## EXTRAIT CHOISI
● ● ● ● ● ● ●

Cette presse a aussi joué un rôle prépondérant dans l’établissement d’un dialogue entre les courants islamique et laïque du mouvement des droits des femmes, notamment par le biais des publications des activistes laïques dont beaucoup avaient pu regagner leur poste après en avoir écartées. Cette collaboration est aussi manifeste, dès 1993, dans l’organisation des conférences publiques par les chercheurs, universitaires et activistes pour débattre des questions relatives aux femmes. A travers cet échange d’expériences et d’opinions, beaucoup de femmes actives dans les deux milieux ont pris conscience qu’elles participaient à une même lutte, et que cette lutte se menait contre l’idéologie dominante. Certaines militantes musulmanes ont ainsi été amenées à rejeter l’interprétation officielle de l’islam et à développer des lectures alternatives du Coran et des lois islamiques. Quant aux féministes laïques, après l’arrivé au pouvoir de Khâtami en 1997, elles ont enfin obtenu l’autorisation de fonder leur propres organes de presse. Jens-e Dovvom (deuxième sexe) parue en 1998 (sous la direction de Nouchine Ahmadi-Khorasani) fut la première revue publiée par des féministes laïques qui, contrairement à la presse publiée par les féministes islamiques, était résolument tournée vers les références occidentales.
La diffusion des valeurs égalitaires
Cette nouvelle conscience de genre a conduit de nombreuses femmes à jouer un rôle actif dans la sphère publique et à revendiquer des changements dans leur statut légal au travers des pressions sur l’élite politique et religieuse du pays. Ces pressions sociales, qui ne se limitent plus aux militantes des droits des femmes mais s’étendent à diverses catégories de la population féminine, sont favorisées par l’expansion de l’éducation et des activités sociales, culturelles, économiques ou politiques, et ont fait reculer le poids des traditions dans la société iranienne. Une enquête menée par l’auteur à l’échelle nationale (auprès de 31000 individus, dont plus de 7600 femmes mariées âgées de 15 ans et plus) révèle ainsi qu’une majorité écrasante des mères, y compris en milieu rural, revendiquent un partage égal des tâches domestiques, une responsabilité partagée entre les époux dans l’éducation des enfants, une vraie égalité dans le choix du conjoint ou dans l’accès à l’éducation, au travail ou aux responsabilités politiques et administratives [4]. La plupart des femmes interrogées défendent l’idée selon laquelle la différence entre les sexes relève d’un choix politique et non d’une volonté divine.

● ● ● ● ● ● ●

## DONNÉES FOURNIES

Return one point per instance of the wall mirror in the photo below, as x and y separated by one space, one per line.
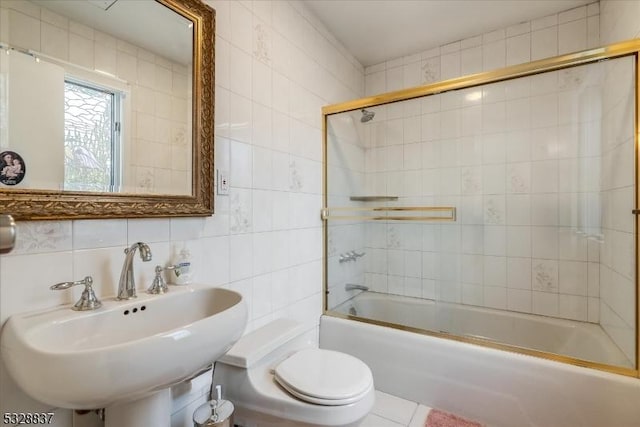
107 108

● ● ● ● ● ● ●

## OBJECTIF A
Relevez toutes les années citées dans l'extrait sur les droits des femmes en Iran.
## OBJECTIF B
Rédigez la suite de l'extrait sur les droits des femmes en Iran, en partant de sa dernière phrase.

## RÉPONSE FINALE A
1993, 1997, 1998

## RÉPONSE FINALE B
Les femmes ont également utilisé la caméra pour dévoiler les mécanismes de contrôle patriarcal et montrer la contestation des rapports sociaux entre les deux sexes par les femmes. Contrairement à la majorité des feuilletons télévisés et des films – où les femmes sont représentées comme mères et épouses, s’occupant des travaux ménagers et soumises à leur époux – les films produits par les cinéastes femmes s’attachent aux problèmes légaux et sociaux de la population, et les femmes y sont représentées comme actives, courageuses, dotées d’une forte personnalité et d’autorité. Le succès remporté par ces films témoigne de l’intérêt que suscite au sein de la société civile iranienne une interprétation moderne de la question du genre [5].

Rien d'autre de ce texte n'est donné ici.